* Start *
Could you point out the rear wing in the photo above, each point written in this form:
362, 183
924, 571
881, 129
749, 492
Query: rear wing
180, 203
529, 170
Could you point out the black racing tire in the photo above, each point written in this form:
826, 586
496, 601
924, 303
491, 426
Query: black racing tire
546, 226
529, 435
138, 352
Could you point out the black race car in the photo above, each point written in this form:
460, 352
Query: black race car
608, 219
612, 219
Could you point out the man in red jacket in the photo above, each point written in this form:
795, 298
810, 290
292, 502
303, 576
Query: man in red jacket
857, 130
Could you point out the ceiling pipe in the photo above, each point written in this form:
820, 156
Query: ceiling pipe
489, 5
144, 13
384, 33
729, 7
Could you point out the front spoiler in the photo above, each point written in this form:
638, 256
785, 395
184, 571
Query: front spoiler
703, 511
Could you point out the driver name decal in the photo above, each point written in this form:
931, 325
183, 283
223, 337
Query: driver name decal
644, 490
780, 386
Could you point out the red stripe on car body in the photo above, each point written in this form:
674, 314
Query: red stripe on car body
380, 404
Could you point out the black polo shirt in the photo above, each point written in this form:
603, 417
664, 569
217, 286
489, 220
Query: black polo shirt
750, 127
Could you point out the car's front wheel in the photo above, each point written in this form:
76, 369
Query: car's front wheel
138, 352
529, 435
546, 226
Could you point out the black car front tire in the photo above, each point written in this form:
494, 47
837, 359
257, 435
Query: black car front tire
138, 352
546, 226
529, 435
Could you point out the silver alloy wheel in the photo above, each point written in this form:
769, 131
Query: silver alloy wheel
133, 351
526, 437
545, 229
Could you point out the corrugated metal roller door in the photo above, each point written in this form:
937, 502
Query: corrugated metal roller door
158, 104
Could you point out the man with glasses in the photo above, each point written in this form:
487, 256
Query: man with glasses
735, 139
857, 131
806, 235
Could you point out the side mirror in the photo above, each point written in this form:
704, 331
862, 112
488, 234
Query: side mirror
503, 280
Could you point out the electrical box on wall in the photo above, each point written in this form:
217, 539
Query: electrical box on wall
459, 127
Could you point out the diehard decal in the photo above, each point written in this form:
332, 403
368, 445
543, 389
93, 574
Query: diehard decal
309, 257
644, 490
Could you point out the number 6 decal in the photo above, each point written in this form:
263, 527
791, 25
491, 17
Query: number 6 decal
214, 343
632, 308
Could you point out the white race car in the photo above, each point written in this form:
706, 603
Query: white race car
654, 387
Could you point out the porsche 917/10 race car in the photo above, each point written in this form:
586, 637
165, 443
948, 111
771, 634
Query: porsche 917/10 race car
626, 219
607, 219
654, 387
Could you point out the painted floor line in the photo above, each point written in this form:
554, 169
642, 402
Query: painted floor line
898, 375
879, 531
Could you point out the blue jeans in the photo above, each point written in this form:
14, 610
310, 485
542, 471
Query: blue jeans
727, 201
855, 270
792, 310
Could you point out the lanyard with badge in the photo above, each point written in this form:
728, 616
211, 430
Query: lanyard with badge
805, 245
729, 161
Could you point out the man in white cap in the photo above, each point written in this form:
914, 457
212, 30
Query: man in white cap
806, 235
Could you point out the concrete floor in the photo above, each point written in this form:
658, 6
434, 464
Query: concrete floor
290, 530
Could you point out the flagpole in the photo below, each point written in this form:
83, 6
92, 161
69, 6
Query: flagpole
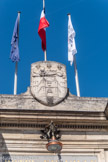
45, 53
75, 69
16, 64
76, 77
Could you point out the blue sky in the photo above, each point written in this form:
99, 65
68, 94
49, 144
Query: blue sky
90, 21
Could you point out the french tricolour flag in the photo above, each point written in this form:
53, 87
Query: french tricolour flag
41, 30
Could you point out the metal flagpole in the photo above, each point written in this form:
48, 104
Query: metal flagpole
70, 28
76, 77
16, 64
45, 54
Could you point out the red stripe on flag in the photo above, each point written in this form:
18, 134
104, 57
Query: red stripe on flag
41, 30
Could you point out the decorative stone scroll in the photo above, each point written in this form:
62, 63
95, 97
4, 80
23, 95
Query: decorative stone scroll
48, 82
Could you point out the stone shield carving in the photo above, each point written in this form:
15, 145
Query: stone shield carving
48, 82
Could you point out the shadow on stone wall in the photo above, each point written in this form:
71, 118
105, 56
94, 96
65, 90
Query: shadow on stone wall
4, 154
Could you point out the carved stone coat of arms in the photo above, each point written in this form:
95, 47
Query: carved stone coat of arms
48, 82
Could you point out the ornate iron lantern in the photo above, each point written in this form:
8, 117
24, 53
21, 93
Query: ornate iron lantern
52, 135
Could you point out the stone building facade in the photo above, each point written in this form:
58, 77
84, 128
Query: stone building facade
82, 121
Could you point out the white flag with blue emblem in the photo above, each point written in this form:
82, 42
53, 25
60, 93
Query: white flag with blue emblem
71, 41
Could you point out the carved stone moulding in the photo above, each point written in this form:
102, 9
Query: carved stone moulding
* End *
◆ EXERCISE DESCRIPTION:
Return each line of the data, keeping its wording exact and omitting pictures.

◆ FULL OUTPUT:
Could you point out the rear wing in the photo above, each point written in this form:
362, 183
924, 571
881, 129
749, 492
Query: rear wing
180, 203
529, 170
Could you point out the black racing tire in the photo above, each point written in this form:
826, 586
496, 601
924, 303
491, 426
Query: black racing tire
546, 226
529, 435
138, 352
Could you point out the black race car in the photo above, each point written in this form:
460, 352
Query: black race car
608, 219
612, 219
Could you point out the man in red jacket in the photo above, each point written in this form:
795, 298
810, 290
292, 502
303, 576
Query: man in red jacket
857, 130
Could you point out the ceiling pipe in the photo above, each point written in this form:
820, 156
Query: ceiling pipe
489, 5
144, 13
384, 33
729, 7
Could you point out the front spoiler in the photo above, each point written in this form:
638, 256
785, 395
184, 571
Query: front spoiler
703, 511
Could you point out the driver name decal in the photo above, each point written in this form:
931, 325
183, 283
223, 337
Query: driver name decal
644, 490
780, 386
Could you point out the red stripe on car body in the photo above, each point written in this form:
674, 314
Query: red stripe on car body
380, 404
Could you point out the black polo shirt in the photo above, each point written in this form:
603, 417
664, 569
217, 286
489, 220
Query: black polo shirt
750, 127
Could you point out the car's front wheel in the photo above, each point written in this form:
76, 369
Query: car's front wheel
138, 352
529, 435
546, 226
Could you point out the black car front tire in the photo above, each point written in this form:
494, 47
837, 359
257, 435
Query: black car front tire
138, 352
546, 226
529, 435
Could you point out the silver alloy wheel in the photo above, each point written in this form:
769, 131
Query: silver alloy wheel
133, 351
526, 437
545, 229
Could you point out the corrugated metal roller door in the photo above, each point written in this form:
937, 502
Query: corrugated metal roller door
158, 104
Could you point out the man with glasses in the photo above, each point written in this form:
487, 256
Query: man with glasses
735, 139
857, 131
806, 235
Could you point out the side mirror in the photo above, each point written in this form:
704, 331
862, 112
488, 234
Query: side mirror
503, 280
Could you point out the electrical box on wall in the photo above, each point written in this form:
217, 539
Query: electrical box on wall
459, 127
Could you point out the diehard decal in the photo above, each point written in this form:
332, 403
368, 445
543, 389
93, 574
Query: diehard decal
309, 257
644, 490
Could you point out the number 6 decal in the photo above, each point written in this form:
263, 527
791, 25
491, 17
Query: number 6 decal
214, 343
632, 308
Could you point out the white race car in the photo above, each point written in this form:
706, 603
Query: white race car
654, 387
Could you point out the porsche 917/10 race car in the photo above, each point written in this form:
586, 637
165, 443
948, 111
771, 634
Query: porsche 917/10 race car
626, 219
607, 219
654, 387
Could you point out the painted floor line in the photo above, each point written in this form:
554, 169
642, 402
Query: painted floor line
898, 375
879, 531
Could you point out the blue jeans in the photo above, each point written in this form:
14, 610
310, 485
542, 471
Query: blue jeans
727, 201
855, 270
792, 310
Could you point out the lanyard with badge in the photo above, each point written in this form:
728, 616
211, 430
Query: lanyard with badge
805, 245
729, 161
Could you point out the man in white cap in the photo above, each point written in this form:
914, 457
212, 30
Query: man in white cap
806, 235
Could you point out the concrete floor in the photo above, each point written in this form:
658, 6
434, 464
Query: concrete floor
290, 530
Could you point out the flagpole in the photo below, each point written in this form:
83, 6
92, 161
69, 6
Query: flagpole
45, 53
75, 69
16, 64
76, 77
Could you point out the blue sky in the photo above, each point written in this form:
99, 65
68, 94
49, 144
Query: blue sky
90, 21
Could you point out the french tricolour flag in the photo above, each point written in this form:
53, 87
Query: french tricolour flag
41, 30
Could you point out the metal flagpole in the photo above, each point written in this form:
48, 104
Query: metal flagpole
70, 28
76, 77
16, 64
45, 54
Could you point out the red stripe on flag in the photo above, each point written in this form:
18, 134
104, 57
Query: red stripe on flag
41, 30
Could you point out the decorative stone scroll in the photo above, each point written in this form:
62, 63
95, 97
4, 80
23, 95
Query: decorative stone scroll
48, 82
Could you point out the stone shield carving in the photo above, each point written in this form:
15, 145
Query: stone shield carving
48, 82
Could you point out the shadow on stone wall in the photo above, each point written in this form:
71, 118
105, 56
94, 96
65, 90
Query: shadow on stone wall
4, 154
Could you point out the carved stone coat of arms in the photo above, each point written in this form:
95, 47
Query: carved stone coat of arms
48, 82
Could you point out the ornate iron lantern in the photo above, each point written in this form:
8, 117
24, 53
21, 93
Query: ornate iron lantern
52, 135
Could you point out the stone building facade in the photo above, each point written in this form:
58, 77
84, 128
Query: stone building facade
82, 121
Could you point out the white flag with blue emblem in the photo above, each point written in this form:
82, 42
53, 25
60, 93
Query: white flag with blue emblem
71, 41
Could you point out the carved stone moulding in the photo above, each point written in this form:
102, 9
Query: carved stone moulding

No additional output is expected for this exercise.